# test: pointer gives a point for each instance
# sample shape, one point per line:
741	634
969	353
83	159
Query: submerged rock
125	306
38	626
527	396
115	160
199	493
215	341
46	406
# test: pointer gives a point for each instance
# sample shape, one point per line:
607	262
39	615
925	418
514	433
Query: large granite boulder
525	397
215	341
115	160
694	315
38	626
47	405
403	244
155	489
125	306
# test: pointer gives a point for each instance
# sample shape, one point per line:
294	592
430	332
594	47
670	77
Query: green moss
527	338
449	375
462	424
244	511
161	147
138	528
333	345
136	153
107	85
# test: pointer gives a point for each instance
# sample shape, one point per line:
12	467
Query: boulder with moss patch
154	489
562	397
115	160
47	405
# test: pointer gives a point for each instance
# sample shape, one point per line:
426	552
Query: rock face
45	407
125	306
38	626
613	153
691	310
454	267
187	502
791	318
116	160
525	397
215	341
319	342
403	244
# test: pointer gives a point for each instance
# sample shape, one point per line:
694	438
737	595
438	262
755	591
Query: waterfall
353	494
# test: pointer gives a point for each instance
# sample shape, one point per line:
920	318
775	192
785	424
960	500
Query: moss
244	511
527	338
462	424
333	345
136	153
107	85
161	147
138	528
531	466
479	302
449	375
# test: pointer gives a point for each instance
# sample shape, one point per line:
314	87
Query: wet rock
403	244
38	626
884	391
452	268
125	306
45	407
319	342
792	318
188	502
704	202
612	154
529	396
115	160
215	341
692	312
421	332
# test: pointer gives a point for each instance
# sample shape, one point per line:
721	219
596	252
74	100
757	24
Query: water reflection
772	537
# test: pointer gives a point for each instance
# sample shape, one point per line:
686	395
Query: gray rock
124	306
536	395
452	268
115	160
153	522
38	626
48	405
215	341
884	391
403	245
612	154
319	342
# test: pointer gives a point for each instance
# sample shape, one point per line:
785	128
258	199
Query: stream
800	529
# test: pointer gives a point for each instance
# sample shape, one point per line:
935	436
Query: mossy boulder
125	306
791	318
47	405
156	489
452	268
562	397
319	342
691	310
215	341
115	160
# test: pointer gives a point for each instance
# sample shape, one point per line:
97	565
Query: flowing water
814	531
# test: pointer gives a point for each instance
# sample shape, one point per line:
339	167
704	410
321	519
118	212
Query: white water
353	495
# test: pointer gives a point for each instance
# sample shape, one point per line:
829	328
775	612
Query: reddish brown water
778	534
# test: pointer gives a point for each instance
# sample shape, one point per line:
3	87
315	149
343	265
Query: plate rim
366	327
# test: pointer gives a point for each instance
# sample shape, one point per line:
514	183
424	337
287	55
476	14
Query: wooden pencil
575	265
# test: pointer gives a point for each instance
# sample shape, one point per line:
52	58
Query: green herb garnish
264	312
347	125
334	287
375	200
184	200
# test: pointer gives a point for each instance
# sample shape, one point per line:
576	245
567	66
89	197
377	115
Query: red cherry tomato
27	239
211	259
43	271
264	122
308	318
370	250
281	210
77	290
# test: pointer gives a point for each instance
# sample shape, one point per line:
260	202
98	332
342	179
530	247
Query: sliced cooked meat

= = =

■ WORK TO COMPLETE: Find every line in the records above that contains the word "rock", and copy each of those lines in full.

■ THE RESULT:
Query: submerged rock
Query: rock face
Query: wet rock
Query: gray rock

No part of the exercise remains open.